练习内容: 改写下面的全部记录，将其中每一处“single marker”都换成“single point”，其余文字一律保持原样。

练习材料:
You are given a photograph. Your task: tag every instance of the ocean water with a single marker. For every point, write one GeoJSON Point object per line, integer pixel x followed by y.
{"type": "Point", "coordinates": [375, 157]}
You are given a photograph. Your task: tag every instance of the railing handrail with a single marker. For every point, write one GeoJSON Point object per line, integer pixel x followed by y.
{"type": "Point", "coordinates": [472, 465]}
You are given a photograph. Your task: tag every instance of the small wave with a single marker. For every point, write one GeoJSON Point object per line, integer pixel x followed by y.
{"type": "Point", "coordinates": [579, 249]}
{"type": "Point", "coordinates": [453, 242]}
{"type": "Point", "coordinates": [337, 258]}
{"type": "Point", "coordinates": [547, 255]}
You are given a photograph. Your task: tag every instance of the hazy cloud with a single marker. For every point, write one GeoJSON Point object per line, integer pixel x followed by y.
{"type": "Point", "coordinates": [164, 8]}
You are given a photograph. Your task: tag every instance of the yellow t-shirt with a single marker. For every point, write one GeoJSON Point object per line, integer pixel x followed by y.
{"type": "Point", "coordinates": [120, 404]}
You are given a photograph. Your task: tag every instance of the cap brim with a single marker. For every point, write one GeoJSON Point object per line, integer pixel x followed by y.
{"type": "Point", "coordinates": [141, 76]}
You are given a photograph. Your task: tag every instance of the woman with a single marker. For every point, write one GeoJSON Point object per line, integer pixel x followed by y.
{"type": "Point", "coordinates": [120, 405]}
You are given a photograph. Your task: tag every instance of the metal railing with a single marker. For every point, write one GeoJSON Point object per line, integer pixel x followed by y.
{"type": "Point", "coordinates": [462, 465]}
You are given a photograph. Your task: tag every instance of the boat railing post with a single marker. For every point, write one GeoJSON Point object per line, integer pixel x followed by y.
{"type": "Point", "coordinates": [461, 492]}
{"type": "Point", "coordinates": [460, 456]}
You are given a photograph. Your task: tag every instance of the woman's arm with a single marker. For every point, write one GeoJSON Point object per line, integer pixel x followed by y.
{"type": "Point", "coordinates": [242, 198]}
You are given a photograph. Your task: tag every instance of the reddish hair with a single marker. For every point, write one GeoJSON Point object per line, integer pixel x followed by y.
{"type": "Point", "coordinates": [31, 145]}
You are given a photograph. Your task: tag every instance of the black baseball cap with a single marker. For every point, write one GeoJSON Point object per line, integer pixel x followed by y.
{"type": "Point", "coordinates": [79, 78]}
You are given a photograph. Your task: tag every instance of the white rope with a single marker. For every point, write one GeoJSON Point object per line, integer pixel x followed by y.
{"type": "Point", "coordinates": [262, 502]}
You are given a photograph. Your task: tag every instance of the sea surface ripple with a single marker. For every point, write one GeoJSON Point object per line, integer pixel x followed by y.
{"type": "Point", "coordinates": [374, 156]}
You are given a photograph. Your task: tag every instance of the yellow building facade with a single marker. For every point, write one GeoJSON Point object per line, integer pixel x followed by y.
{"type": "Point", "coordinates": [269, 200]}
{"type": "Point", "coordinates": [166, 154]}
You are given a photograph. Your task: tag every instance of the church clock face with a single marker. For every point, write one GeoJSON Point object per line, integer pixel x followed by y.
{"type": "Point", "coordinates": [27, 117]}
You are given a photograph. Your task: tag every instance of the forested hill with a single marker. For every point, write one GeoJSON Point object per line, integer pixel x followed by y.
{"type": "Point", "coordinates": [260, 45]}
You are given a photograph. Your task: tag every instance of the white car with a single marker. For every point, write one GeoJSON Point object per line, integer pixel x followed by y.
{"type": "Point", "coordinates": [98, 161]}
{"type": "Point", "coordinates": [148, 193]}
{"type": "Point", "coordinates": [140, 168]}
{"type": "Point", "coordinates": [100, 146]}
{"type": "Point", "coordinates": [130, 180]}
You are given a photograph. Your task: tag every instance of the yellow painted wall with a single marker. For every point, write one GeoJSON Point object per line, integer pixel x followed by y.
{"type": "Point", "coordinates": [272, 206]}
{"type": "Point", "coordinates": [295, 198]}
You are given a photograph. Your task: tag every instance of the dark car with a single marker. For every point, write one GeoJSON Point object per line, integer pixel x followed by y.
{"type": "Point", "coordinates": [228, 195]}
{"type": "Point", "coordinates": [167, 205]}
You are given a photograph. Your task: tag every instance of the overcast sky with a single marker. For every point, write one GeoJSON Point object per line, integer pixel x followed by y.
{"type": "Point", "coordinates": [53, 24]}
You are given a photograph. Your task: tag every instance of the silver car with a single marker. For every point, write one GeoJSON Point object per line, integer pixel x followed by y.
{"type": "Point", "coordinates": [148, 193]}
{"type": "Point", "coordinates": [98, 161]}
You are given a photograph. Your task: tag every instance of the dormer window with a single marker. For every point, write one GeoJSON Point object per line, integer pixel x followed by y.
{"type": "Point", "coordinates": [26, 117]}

参考答案:
You are given a photograph. Your task: tag every instance of the ocean water with a single point. For every point, write one GeoJSON Point object per line, integer pixel x followed by y.
{"type": "Point", "coordinates": [375, 157]}
You are given a photograph. Your task: tag every instance of the railing handrail with a single point. For every point, write one GeoJSON Point object per line, integer pixel x followed by y.
{"type": "Point", "coordinates": [472, 465]}
You are given a photograph. Your task: tag every instance of the small wave with a single point. For every point, write one GeoJSON Point object per line, integer pixel x followed by y.
{"type": "Point", "coordinates": [579, 249]}
{"type": "Point", "coordinates": [453, 242]}
{"type": "Point", "coordinates": [337, 258]}
{"type": "Point", "coordinates": [547, 255]}
You are given a photograph. Your task: tag every instance of the hazy cloud with a single point. For every point, write one GeoJSON Point object per line, integer pixel x followed by y.
{"type": "Point", "coordinates": [164, 8]}
You are given a photograph. Your task: tag every instance of the yellow t-shirt with a single point. For every point, write one GeoJSON Point object per line, integer pixel x followed by y.
{"type": "Point", "coordinates": [120, 404]}
You are given a photograph. Your task: tag every instance of the cap brim with a single point. For every point, write one GeoJSON Point object per line, integer pixel x followed by y.
{"type": "Point", "coordinates": [141, 76]}
You are given a photograph. Your task: tag every instance of the woman with a single point. For every point, write one GeoJSON Point object per line, integer pixel x followed by y.
{"type": "Point", "coordinates": [120, 405]}
You are given a photograph. Your task: tag every instance of the metal railing with a single point. For every point, write one GeoJSON Point object per line, integer pixel x followed by y.
{"type": "Point", "coordinates": [462, 465]}
You are given a photograph. Your task: tag every instance of the boat railing post with a single point. For every point, write one GeoJSON Point object per line, integer pixel x followed by y.
{"type": "Point", "coordinates": [461, 492]}
{"type": "Point", "coordinates": [460, 456]}
You are given a photograph. Your task: tag every instance of the woman's arm with a single point. For every point, write one GeoJSON Point object per line, integer pixel x followed by y.
{"type": "Point", "coordinates": [242, 198]}
You are given a photograph. Your task: tag every instance of the reddish hair with a single point. For every point, write one GeoJSON Point object per line, integer pixel x followed by y.
{"type": "Point", "coordinates": [31, 145]}
You are given a photograph. Your task: tag every instance of the black baseball cap with a single point. For every point, write one GeoJSON Point object per line, integer pixel x followed by y.
{"type": "Point", "coordinates": [79, 78]}
You are given a photograph. Your task: tag every instance of the white rope with a single point. For every point, write one GeoJSON Point object per line, integer pixel x followed by y.
{"type": "Point", "coordinates": [262, 502]}
You are given a photograph. Your task: tag every instance of the sea surface ripple with a single point. For every point, write one GeoJSON Point object per line, integer pixel x followed by y.
{"type": "Point", "coordinates": [374, 156]}
You are given a photograph. Your task: tag every instance of the yellow building facade with a single point. For every point, write one GeoJSON Point object per line, integer pixel x followed by y.
{"type": "Point", "coordinates": [269, 200]}
{"type": "Point", "coordinates": [166, 154]}
You are given a photograph. Your task: tag every instance of the church clock face with a single point. For every point, write one GeoJSON Point object per line, integer pixel x followed by y.
{"type": "Point", "coordinates": [27, 117]}
You are given a photograph. Your task: tag every instance of the forested hill with a single point. For every point, write one GeoJSON Point object per line, integer pixel x followed by y.
{"type": "Point", "coordinates": [260, 45]}
You are given a photograph. Your task: tag every instance of the white car with a single point. For every point, write one GeoJSON Point object per line, integer pixel x followed by y.
{"type": "Point", "coordinates": [98, 161]}
{"type": "Point", "coordinates": [148, 193]}
{"type": "Point", "coordinates": [140, 168]}
{"type": "Point", "coordinates": [100, 146]}
{"type": "Point", "coordinates": [130, 180]}
You are given a photograph. Your task: tag every instance of the yellow painted wall with a single point. For every point, write one GeoJSON Point object per line, integer pixel x followed by y.
{"type": "Point", "coordinates": [272, 206]}
{"type": "Point", "coordinates": [295, 198]}
You are given a photograph. Your task: tag every instance of the dark car with a single point. For every point, write one GeoJSON Point object per line, integer pixel x followed by y.
{"type": "Point", "coordinates": [228, 195]}
{"type": "Point", "coordinates": [167, 205]}
You are given a photograph. Your task: tag every instance of the overcast sky with a single point. For every point, write one GeoJSON Point object per line, integer pixel x followed by y.
{"type": "Point", "coordinates": [53, 24]}
You are given a photograph. Your task: tag every instance of the silver car with a single point. For every point, write one GeoJSON Point object per line, integer pixel x followed by y.
{"type": "Point", "coordinates": [148, 193]}
{"type": "Point", "coordinates": [98, 161]}
You are given a photograph. Your task: tag every instance of the dormer window with a single point. For every point, write one GeoJSON Point object per line, integer pixel x followed by y.
{"type": "Point", "coordinates": [26, 117]}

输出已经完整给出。